[ACTIVITY] Begin at the line where "--target gray sock" appears and reproduce exactly every line through the end of the data below, both included, skipping pictures.

[GIVEN ENTRIES]
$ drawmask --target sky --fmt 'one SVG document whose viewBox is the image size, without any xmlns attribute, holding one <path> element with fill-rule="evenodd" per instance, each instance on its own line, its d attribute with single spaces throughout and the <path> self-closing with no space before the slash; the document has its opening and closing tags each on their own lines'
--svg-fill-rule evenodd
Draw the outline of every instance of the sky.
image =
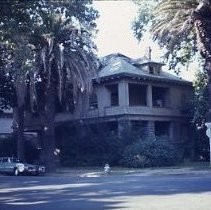
<svg viewBox="0 0 211 210">
<path fill-rule="evenodd" d="M 100 14 L 96 37 L 99 56 L 119 52 L 138 58 L 153 45 L 147 37 L 139 44 L 133 35 L 132 21 L 137 14 L 137 7 L 132 1 L 94 1 L 94 6 Z M 159 57 L 159 47 L 155 44 L 152 56 Z"/>
<path fill-rule="evenodd" d="M 132 21 L 136 17 L 137 7 L 130 1 L 94 1 L 94 8 L 99 11 L 97 20 L 98 33 L 96 45 L 98 56 L 111 53 L 122 53 L 131 58 L 147 55 L 147 49 L 152 48 L 152 59 L 160 61 L 162 50 L 152 42 L 149 35 L 139 43 L 133 35 Z M 187 72 L 183 70 L 181 77 L 192 81 L 195 66 Z M 173 73 L 173 71 L 172 71 Z"/>
</svg>

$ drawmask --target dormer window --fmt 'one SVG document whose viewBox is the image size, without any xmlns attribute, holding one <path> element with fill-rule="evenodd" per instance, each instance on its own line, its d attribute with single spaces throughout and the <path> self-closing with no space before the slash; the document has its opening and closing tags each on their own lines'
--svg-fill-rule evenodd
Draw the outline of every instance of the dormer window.
<svg viewBox="0 0 211 210">
<path fill-rule="evenodd" d="M 149 66 L 149 74 L 156 74 L 159 75 L 161 71 L 160 66 Z"/>
<path fill-rule="evenodd" d="M 160 71 L 161 71 L 161 66 L 159 66 L 159 67 L 157 68 L 157 74 L 160 74 Z"/>
<path fill-rule="evenodd" d="M 155 68 L 153 66 L 149 66 L 149 73 L 150 74 L 154 74 L 155 73 L 154 70 L 155 70 Z"/>
</svg>

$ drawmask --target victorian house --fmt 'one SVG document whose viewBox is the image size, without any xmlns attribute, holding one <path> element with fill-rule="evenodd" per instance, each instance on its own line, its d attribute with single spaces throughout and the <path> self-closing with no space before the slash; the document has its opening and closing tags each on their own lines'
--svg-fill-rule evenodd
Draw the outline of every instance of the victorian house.
<svg viewBox="0 0 211 210">
<path fill-rule="evenodd" d="M 104 57 L 92 81 L 92 94 L 80 94 L 76 108 L 58 113 L 55 125 L 102 124 L 119 134 L 126 128 L 142 129 L 148 137 L 189 143 L 192 83 L 163 71 L 162 66 L 122 54 Z M 37 118 L 29 117 L 25 124 L 26 131 L 42 130 Z"/>
<path fill-rule="evenodd" d="M 149 137 L 188 141 L 192 83 L 163 71 L 162 66 L 122 54 L 104 57 L 92 94 L 81 94 L 76 110 L 58 114 L 56 123 L 102 123 L 120 134 L 126 127 L 144 128 Z"/>
</svg>

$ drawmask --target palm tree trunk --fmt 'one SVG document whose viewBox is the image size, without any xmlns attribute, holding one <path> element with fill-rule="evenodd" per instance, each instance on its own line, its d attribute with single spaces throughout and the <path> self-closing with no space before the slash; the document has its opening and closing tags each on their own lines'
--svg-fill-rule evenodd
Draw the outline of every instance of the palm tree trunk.
<svg viewBox="0 0 211 210">
<path fill-rule="evenodd" d="M 41 117 L 43 123 L 41 160 L 45 163 L 47 170 L 52 171 L 58 162 L 58 157 L 54 154 L 56 149 L 54 127 L 55 93 L 52 86 L 47 90 L 46 106 L 41 113 Z"/>
<path fill-rule="evenodd" d="M 24 107 L 16 107 L 13 110 L 14 121 L 13 129 L 17 141 L 17 157 L 18 159 L 25 160 L 25 146 L 24 146 Z"/>
<path fill-rule="evenodd" d="M 18 69 L 20 70 L 20 69 Z M 24 99 L 25 99 L 25 83 L 19 74 L 15 81 L 15 89 L 17 95 L 17 105 L 13 108 L 13 128 L 15 139 L 17 142 L 17 157 L 25 160 L 25 141 L 24 141 Z"/>
</svg>

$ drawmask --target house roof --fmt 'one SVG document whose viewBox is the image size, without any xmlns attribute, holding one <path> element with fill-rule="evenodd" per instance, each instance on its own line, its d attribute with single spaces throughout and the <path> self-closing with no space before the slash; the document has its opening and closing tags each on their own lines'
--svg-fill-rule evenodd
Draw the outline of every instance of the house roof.
<svg viewBox="0 0 211 210">
<path fill-rule="evenodd" d="M 113 76 L 131 76 L 140 77 L 144 79 L 160 80 L 167 82 L 179 82 L 184 84 L 191 84 L 191 82 L 181 79 L 173 74 L 165 71 L 160 71 L 159 74 L 150 74 L 143 66 L 146 64 L 154 64 L 162 66 L 163 63 L 151 61 L 149 59 L 131 59 L 122 54 L 111 54 L 102 58 L 102 67 L 98 72 L 98 77 L 109 78 Z"/>
</svg>

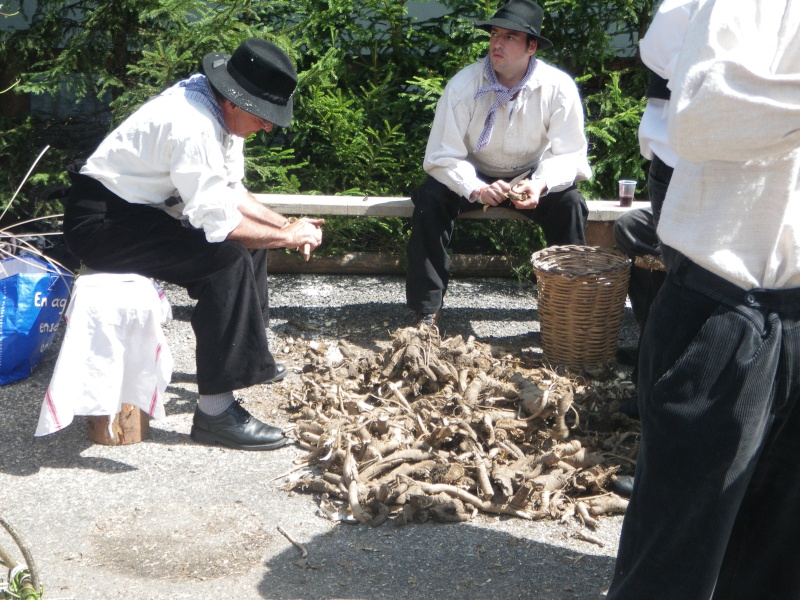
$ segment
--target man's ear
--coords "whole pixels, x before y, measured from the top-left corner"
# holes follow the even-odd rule
[[[539,42],[536,40],[531,40],[530,44],[528,45],[528,52],[530,52],[530,56],[533,56],[536,53],[536,50],[539,49]]]

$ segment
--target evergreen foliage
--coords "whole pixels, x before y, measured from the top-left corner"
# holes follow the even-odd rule
[[[66,184],[65,164],[91,152],[147,98],[196,72],[205,53],[230,52],[250,36],[283,47],[297,65],[300,84],[292,126],[248,140],[248,187],[408,195],[425,176],[422,156],[436,101],[458,69],[486,52],[488,36],[473,23],[491,16],[498,2],[442,0],[442,14],[422,22],[409,16],[409,4],[39,0],[27,15],[27,30],[0,37],[7,78],[19,78],[0,103],[10,94],[66,95],[76,105],[102,99],[100,106],[108,110],[49,118],[2,111],[0,201],[8,201],[33,158],[50,144],[15,210],[59,212],[51,192]],[[645,180],[636,129],[647,74],[636,46],[655,5],[656,0],[542,2],[542,33],[554,48],[540,56],[576,78],[585,102],[595,175],[581,188],[589,198],[613,196],[622,175]],[[402,252],[408,235],[403,219],[339,221],[328,220],[322,249]],[[463,222],[457,236],[488,242],[483,251],[510,255],[529,255],[542,243],[538,228],[522,222]]]

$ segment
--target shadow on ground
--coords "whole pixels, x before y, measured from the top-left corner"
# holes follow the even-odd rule
[[[297,540],[296,540],[297,541]],[[269,560],[264,598],[604,597],[614,561],[468,524],[340,526]]]

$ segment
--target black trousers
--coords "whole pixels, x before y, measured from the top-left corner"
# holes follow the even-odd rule
[[[267,251],[210,243],[158,208],[131,204],[78,175],[64,212],[64,239],[86,266],[137,273],[185,288],[196,300],[197,387],[243,389],[276,373],[267,344]]]
[[[667,195],[672,167],[658,156],[650,162],[647,188],[650,192],[650,206],[630,210],[614,222],[614,247],[630,258],[636,256],[660,256],[656,227],[661,217],[661,207]],[[628,283],[628,297],[639,331],[643,332],[650,314],[650,306],[664,283],[666,273],[633,266]],[[641,333],[640,333],[641,339]]]
[[[432,314],[442,308],[450,281],[447,248],[455,219],[462,212],[483,210],[483,205],[470,202],[430,176],[412,192],[411,199],[414,214],[407,248],[406,302],[415,312]],[[511,203],[508,206],[513,208]],[[541,225],[548,246],[586,244],[589,208],[575,186],[551,192],[536,208],[519,212]]]
[[[663,252],[608,598],[796,600],[800,288],[743,290]]]

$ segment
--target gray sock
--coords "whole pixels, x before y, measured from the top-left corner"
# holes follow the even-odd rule
[[[225,412],[225,409],[233,404],[233,402],[233,392],[209,395],[200,394],[200,399],[197,401],[197,406],[209,417],[216,417],[217,415]]]

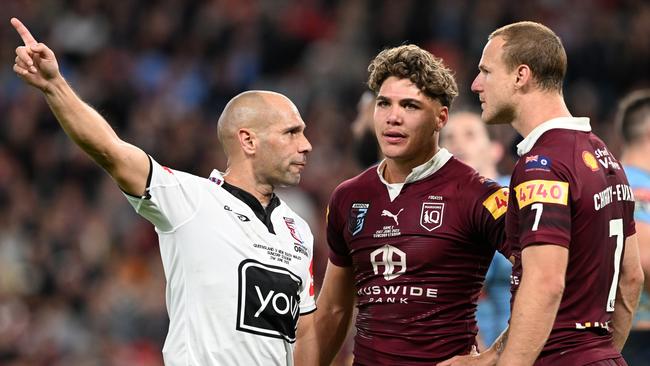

[RESPONSE TO THIS TASK]
--target gray sock
--coords "whole pixels, x before y, measured from the top-left corner"
# holes follow the even-odd rule
[[[225,412],[225,409],[233,404],[233,402],[233,392],[209,395],[200,394],[200,399],[197,401],[197,406],[209,417],[216,417],[217,415]]]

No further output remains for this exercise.